TASK PROMPT =
Transcribe only the part of the listing below that begins at the line containing "Please mark the rocky" and runs to its final line, keeping both ends.

═══ GIVEN ENTRIES ═══

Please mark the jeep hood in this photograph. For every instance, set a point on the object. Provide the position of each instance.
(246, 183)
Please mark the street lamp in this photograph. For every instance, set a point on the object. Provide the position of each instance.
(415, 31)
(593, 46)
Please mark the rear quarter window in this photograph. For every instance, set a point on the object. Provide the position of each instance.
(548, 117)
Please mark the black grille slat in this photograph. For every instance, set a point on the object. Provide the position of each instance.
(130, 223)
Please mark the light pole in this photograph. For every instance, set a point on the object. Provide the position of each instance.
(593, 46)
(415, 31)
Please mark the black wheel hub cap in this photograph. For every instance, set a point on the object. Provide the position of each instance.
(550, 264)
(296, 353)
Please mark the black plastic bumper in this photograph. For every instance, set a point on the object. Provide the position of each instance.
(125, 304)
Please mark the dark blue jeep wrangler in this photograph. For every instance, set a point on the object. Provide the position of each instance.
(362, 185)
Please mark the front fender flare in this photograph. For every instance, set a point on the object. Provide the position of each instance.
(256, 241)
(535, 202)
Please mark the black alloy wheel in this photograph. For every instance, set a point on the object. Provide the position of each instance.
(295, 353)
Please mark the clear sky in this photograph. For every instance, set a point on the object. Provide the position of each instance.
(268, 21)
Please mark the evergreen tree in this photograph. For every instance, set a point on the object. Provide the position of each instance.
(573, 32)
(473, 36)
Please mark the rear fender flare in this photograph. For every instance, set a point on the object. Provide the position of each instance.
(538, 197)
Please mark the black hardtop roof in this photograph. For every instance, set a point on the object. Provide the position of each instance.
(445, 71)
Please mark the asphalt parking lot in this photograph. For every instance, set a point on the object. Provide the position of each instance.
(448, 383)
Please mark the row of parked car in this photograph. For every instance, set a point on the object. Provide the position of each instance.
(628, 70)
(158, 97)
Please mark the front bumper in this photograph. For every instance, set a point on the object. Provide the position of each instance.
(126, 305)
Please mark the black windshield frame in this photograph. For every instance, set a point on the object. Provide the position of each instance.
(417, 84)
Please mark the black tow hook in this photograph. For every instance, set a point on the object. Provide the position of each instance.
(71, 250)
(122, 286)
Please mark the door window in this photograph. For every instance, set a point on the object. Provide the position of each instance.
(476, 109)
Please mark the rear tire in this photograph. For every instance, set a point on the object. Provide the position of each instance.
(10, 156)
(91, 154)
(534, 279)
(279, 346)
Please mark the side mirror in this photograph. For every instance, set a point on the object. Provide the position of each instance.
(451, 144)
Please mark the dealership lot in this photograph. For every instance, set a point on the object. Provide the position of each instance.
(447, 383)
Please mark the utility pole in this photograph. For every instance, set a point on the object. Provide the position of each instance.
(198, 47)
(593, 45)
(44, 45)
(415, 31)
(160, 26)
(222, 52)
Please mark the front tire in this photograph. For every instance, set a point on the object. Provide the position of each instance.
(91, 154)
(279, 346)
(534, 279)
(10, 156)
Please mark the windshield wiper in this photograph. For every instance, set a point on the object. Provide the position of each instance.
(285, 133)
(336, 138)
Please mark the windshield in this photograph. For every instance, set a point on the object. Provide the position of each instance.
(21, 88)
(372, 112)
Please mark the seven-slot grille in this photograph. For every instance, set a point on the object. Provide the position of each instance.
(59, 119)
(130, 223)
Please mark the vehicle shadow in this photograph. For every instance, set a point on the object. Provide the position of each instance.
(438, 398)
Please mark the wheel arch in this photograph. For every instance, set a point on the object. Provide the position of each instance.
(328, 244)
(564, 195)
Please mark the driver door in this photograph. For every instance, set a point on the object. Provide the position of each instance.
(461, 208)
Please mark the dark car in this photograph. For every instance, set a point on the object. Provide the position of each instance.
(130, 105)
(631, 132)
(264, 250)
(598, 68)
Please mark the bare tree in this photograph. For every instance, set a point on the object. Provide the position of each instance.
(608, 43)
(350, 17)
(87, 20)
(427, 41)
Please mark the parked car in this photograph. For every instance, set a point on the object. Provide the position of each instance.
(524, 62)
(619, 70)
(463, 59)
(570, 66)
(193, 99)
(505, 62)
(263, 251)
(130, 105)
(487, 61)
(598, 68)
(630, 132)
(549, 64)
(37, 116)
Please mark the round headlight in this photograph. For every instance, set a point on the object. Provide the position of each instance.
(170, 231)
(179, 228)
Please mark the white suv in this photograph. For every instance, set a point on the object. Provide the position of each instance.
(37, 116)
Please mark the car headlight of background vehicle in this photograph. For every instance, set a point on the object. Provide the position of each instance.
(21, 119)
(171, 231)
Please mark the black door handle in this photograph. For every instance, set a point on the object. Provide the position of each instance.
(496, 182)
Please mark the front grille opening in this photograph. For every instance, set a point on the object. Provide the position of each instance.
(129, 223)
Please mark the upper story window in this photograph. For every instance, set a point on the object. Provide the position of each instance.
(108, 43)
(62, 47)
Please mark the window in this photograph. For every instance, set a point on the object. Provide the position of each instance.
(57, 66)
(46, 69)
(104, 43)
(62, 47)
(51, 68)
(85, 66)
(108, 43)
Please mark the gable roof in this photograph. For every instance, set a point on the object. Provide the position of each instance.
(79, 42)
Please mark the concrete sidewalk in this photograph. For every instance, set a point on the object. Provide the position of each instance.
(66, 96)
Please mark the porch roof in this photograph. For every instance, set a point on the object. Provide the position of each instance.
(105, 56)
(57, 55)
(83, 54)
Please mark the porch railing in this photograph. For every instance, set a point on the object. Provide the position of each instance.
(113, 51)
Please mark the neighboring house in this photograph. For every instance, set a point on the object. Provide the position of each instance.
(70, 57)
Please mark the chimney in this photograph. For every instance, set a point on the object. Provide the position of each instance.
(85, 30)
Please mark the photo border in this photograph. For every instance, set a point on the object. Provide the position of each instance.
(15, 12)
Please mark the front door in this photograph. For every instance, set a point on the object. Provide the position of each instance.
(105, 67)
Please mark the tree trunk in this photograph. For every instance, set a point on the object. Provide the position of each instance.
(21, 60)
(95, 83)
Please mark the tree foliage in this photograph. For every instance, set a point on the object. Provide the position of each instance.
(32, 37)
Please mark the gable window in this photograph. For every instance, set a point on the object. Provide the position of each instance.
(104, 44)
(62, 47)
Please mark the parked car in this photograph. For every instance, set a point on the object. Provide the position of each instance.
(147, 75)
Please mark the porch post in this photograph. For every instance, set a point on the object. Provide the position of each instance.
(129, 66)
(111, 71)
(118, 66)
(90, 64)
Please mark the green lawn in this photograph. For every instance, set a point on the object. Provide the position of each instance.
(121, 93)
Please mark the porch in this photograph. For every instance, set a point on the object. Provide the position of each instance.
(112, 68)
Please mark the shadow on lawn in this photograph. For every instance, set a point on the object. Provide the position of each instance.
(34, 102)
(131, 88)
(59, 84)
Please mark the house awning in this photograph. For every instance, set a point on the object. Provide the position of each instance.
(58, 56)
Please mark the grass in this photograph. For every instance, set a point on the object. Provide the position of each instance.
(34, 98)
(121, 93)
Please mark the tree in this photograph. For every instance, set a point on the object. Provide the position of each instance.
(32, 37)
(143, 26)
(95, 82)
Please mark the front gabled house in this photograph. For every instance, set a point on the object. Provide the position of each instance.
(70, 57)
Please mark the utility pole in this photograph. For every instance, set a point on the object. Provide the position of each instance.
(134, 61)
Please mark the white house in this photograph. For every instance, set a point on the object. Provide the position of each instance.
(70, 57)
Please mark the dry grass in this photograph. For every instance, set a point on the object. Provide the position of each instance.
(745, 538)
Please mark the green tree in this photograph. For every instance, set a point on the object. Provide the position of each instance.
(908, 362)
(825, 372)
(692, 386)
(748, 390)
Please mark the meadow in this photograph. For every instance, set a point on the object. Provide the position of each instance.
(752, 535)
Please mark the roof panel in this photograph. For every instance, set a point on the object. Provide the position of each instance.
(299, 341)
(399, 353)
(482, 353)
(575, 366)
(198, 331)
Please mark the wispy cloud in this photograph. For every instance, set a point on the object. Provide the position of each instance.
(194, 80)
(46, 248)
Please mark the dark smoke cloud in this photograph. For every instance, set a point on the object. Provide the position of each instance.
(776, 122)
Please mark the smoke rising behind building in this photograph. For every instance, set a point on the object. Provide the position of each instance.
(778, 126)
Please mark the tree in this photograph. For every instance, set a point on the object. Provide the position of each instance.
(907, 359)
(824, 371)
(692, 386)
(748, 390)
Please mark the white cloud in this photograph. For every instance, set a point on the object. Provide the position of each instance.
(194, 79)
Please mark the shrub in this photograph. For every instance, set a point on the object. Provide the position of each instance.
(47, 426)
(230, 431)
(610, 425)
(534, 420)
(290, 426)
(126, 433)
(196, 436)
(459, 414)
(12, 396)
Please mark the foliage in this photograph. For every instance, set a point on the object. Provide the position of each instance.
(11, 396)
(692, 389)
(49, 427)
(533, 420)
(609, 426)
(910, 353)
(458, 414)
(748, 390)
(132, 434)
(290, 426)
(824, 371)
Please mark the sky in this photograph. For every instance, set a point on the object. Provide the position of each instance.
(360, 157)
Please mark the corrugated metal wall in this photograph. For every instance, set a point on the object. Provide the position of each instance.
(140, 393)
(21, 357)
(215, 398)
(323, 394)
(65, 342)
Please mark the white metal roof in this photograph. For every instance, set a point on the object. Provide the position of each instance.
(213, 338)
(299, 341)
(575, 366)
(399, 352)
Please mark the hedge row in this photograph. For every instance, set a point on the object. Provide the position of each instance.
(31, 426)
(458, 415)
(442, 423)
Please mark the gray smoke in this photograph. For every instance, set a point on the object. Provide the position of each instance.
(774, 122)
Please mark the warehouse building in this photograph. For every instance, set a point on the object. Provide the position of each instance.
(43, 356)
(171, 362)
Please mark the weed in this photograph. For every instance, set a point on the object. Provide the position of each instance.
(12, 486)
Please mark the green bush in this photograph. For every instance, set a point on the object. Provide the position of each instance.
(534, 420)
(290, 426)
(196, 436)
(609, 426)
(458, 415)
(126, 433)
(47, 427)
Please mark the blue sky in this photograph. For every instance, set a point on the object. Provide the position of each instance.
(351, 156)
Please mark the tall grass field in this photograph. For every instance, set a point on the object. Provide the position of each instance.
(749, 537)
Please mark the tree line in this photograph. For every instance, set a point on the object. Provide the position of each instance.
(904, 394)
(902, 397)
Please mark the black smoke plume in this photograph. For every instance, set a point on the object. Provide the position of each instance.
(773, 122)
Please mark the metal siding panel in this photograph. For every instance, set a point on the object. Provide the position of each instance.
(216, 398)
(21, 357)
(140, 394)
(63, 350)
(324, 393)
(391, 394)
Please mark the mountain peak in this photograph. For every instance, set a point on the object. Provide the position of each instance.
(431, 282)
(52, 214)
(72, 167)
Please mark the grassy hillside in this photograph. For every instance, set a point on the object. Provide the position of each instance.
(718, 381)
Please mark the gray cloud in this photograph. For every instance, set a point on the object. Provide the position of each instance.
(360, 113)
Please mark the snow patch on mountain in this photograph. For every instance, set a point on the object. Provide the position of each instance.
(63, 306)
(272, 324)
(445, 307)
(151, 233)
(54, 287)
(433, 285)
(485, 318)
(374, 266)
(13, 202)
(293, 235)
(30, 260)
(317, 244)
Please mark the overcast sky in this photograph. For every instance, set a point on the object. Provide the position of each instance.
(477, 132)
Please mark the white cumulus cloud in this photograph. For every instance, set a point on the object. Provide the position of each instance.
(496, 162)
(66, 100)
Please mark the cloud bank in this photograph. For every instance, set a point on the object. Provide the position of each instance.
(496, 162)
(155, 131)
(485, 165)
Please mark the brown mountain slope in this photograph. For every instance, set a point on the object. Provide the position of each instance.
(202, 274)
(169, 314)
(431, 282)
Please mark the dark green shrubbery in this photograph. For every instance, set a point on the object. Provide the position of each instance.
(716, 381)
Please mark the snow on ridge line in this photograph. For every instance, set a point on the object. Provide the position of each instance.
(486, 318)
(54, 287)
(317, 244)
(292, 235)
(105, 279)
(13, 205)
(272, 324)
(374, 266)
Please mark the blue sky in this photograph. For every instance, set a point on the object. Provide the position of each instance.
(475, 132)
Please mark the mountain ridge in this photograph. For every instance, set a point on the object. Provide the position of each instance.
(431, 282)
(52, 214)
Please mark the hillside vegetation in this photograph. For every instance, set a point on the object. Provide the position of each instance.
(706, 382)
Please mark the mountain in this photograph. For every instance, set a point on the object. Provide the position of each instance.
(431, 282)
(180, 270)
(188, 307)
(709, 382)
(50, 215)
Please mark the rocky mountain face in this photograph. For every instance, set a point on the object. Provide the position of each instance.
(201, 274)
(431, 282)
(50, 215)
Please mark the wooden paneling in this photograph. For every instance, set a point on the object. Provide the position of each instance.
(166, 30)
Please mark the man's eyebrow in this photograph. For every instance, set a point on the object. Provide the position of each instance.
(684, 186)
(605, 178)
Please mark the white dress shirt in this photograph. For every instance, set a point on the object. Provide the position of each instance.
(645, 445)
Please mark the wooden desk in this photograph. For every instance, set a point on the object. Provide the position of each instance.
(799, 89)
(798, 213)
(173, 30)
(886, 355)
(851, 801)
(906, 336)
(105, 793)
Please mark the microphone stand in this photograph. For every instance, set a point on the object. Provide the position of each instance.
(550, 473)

═══

OUTPUT OF THE TASK =
Please mark the rocky mountain face in this photograph. For every instance, set a point on the object. Provide the position of each instance.
(201, 274)
(431, 282)
(50, 215)
Please mark the wooden paneling in this photograph. For every instance, set a point on the object. Provide the position of each instance.
(166, 30)
Please mark the man's eyebrow in this photograph. For every instance, set a point on the object. Provide the position of each instance.
(684, 186)
(605, 178)
Please mark the white dress shirt in this photograph. For every instance, set a point on the object. Provide the position of each instance.
(645, 445)
Please mark the wooden desk in this photograph. For every instance, set a point on the object. Provide the position of each instance.
(799, 89)
(798, 213)
(173, 30)
(886, 355)
(851, 801)
(906, 336)
(105, 793)
Please mark the microphone stand in this photograph. For every instance, set a point on the object. Provide the position of each instance.
(550, 473)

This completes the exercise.